Would you reproduce all of the entries exactly?
____ GIVEN DATA
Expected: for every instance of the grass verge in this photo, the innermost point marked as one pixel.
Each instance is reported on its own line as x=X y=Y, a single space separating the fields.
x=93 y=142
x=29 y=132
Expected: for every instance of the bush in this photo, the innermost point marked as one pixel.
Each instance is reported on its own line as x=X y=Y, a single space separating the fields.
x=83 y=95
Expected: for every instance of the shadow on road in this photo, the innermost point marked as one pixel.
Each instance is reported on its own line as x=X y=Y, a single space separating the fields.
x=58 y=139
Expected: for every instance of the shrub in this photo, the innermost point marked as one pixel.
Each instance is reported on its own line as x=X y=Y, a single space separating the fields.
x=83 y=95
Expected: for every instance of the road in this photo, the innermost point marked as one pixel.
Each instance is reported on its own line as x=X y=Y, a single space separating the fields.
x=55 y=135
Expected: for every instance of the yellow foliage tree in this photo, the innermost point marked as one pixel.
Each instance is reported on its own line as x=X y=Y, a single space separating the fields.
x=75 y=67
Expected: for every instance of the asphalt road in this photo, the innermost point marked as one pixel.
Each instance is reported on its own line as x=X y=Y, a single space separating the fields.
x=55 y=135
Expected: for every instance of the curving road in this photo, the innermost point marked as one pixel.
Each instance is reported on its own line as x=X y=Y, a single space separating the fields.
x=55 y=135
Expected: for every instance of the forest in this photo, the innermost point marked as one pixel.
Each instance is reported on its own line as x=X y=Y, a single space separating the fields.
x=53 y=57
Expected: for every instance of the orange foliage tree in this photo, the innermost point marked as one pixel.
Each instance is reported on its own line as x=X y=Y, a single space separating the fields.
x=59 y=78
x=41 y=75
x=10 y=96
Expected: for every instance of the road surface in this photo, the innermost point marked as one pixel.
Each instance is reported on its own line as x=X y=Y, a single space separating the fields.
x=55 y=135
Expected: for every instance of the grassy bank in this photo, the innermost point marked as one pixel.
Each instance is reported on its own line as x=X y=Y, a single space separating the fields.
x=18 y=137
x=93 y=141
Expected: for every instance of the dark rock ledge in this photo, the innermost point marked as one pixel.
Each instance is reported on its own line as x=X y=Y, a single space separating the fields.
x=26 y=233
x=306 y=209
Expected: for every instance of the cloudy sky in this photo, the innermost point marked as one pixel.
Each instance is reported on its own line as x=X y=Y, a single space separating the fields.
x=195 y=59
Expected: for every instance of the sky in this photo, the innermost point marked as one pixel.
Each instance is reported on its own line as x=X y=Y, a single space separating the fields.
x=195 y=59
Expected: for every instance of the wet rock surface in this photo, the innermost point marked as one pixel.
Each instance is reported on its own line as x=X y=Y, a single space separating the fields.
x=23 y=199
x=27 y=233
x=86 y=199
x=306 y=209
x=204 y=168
________
> [FINAL ANSWER]:
Expected: for every instance of the grass verge in this photo, the innermost point marked as one pixel.
Each instance is reported on its own line as x=X y=Y, a single space separating the fields.
x=93 y=142
x=29 y=132
Expected: for every instance of the bush in this photo, the innermost point marked as one pixel.
Each instance is reported on its own line as x=X y=Y, a single space separating the fields.
x=83 y=95
Expected: for every instance of the shadow on road in this photo, the innermost point marked as one pixel.
Each instance is reported on its own line as x=X y=Y, a single space separating the fields.
x=58 y=139
Expected: for every instance of the shrub in this photo, the innermost point marked as one pixel.
Each instance is reported on its own line as x=X y=Y, a single space separating the fields.
x=83 y=95
Expected: for every instance of the road in this photo, the innermost point marked as one pixel.
Each instance is reported on its own line as x=X y=Y, a single space separating the fields.
x=55 y=135
Expected: for every instance of the yellow foliage tree in this photo, the innermost point marked as one pixel.
Each instance is reported on its own line as x=X y=Y, a single space separating the fields.
x=75 y=67
Expected: for every instance of the asphalt road in this photo, the innermost point marked as one pixel.
Each instance is reported on its own line as x=X y=Y, a single space separating the fields.
x=55 y=135
Expected: for every instance of the curving road in this photo, the innermost point marked as one pixel.
Each instance is reported on its own line as x=X y=Y, a single space separating the fields.
x=55 y=135
Expected: for every instance of the forest in this photo, the innermost point marked as one pixel.
Each instance is reported on its own line as x=X y=Y, a single space separating the fields.
x=53 y=57
Expected: for every instance of the orange foliage tree in this photo, the innermost point marked as one pixel.
Each instance is reported on its own line as x=X y=Y, a single space separating the fields.
x=59 y=78
x=41 y=75
x=10 y=96
Expected: for every instance of the road surface in this photo, the innermost point marked as one pixel.
Each instance is reported on its own line as x=X y=Y, a single space separating the fields.
x=55 y=135
Expected: for every instance of the grassy bank in this photo, the innermost point marked as one pixel.
Each instance is reported on its own line as x=X y=Y, a single space separating the fields.
x=18 y=137
x=93 y=141
Expected: for every instance of the dark rock ledge in this photo, the innermost point marked as one pixel.
Each instance is reported on its own line as x=X y=Y, a single space separating the fields.
x=26 y=233
x=306 y=209
Expected: for every instance of the cloudy sky in this photo, the innermost point marked as one pixel.
Each instance is reported on its own line as x=X y=Y, a single space separating the fields.
x=195 y=59
Expected: for every instance of the sky in this photo, the innermost point marked as one pixel.
Each instance is reported on its own line as x=X y=Y, a single space separating the fields.
x=195 y=59
Expected: for every instance of the wet rock surface in this photo, the innermost point marked as one pixel.
Each instance is reported on its own line as x=X y=Y, a single space separating the fields.
x=23 y=199
x=27 y=233
x=86 y=199
x=306 y=209
x=204 y=168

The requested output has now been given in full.